Passage given:

-- begin --

On May 23, 1873 acting on the advice
of Canadian Prime Minister John A.
Macdonald Queen Victoria gave her personal
approval to the establishment of
the North West Mounted Police. Macdonald was keen on extending authority over the vast,
lightly populated Northwest Territories,
discouraging the ever expansionist
United States from moving into the vacuum, and preventing
the kind of full scale Indian warfare that characterized the American frontier.
The unit was originally
conceived of as an Army cavalry unit
to be called the Northwest Rifles
modeled after the Indian Army’s famed
Khyber Rifles. But Macdonald feared that the military
form might antagonize the native peoples and the United States
and possibly lead to conflict. Instead,
he decided to turn to the civilian, paramilitary police Royal Irish Constabulary as his
model. Rank and file members were designated as Constables. But it was organized as a lancer cavalry unit and outfitted in standard Imperial red tunics and colonial white pith helmets.

-- end --

Extracted entries:
-- begin --

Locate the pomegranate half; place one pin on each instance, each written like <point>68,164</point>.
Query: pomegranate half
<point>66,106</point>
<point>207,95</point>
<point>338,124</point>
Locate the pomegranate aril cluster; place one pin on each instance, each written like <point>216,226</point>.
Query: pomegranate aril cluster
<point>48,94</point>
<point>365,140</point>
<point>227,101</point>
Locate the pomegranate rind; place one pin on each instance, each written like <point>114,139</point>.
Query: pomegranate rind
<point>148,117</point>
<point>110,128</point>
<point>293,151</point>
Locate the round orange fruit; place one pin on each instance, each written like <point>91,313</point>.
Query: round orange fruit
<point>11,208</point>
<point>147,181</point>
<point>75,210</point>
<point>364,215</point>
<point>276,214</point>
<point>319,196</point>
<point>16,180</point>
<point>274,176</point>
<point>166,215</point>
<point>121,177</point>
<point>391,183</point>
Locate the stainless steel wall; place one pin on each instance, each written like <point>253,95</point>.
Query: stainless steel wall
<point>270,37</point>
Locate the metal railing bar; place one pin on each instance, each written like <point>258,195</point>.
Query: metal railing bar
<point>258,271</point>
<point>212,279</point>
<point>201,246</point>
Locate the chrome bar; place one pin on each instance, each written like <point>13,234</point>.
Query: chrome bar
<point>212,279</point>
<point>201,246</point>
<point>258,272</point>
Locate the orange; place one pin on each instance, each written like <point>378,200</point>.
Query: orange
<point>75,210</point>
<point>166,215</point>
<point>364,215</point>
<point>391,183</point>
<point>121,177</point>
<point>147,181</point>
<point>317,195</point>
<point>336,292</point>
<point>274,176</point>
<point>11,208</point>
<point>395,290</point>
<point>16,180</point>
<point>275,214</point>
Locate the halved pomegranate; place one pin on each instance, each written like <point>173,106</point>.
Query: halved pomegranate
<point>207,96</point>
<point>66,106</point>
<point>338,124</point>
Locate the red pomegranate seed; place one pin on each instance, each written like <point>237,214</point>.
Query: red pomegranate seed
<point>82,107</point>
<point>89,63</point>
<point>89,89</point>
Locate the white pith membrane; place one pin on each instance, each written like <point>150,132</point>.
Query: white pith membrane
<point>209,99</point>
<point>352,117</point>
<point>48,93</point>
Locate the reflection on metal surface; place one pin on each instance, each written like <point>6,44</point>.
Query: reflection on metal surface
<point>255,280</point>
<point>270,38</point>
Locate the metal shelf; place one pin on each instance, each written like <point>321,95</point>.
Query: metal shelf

-- end --

Pick up the account of the founding of the North West Mounted Police after its last sentence and keep writing it.

The first force under Commissioner Arthur French was trained and assembled at Fort Dufferin
in Manitoba and was dispatched on
its first deployment on July 8, 1874, the Long March to Fort Whoop-Up in what is now southern Alberta.
Fort Whoop-up was a trading
post established by Americans operating from near-by Montana Territory. Its trading staples included plenty of fire water and the purpose of the expedition
of 22 officers and 287 constables and sub-constables was to stamp out the trade. Of more real concern may have been
reports that the traders were flying the American flag over the fort.
Officers and Constables in garrison uniforms including the jaunty pillbox caps that they much preffered to pith helmets and often wore on patrol at Ft. March in 1878.
Word of the advancing force was
enough to cause the Americans to abandon the fort and French established his
first frontier post, Ft. MacLeod nearby. The force clearly established Canada’s claim to the west and made possible a southern route for the trans-Canadian
railway.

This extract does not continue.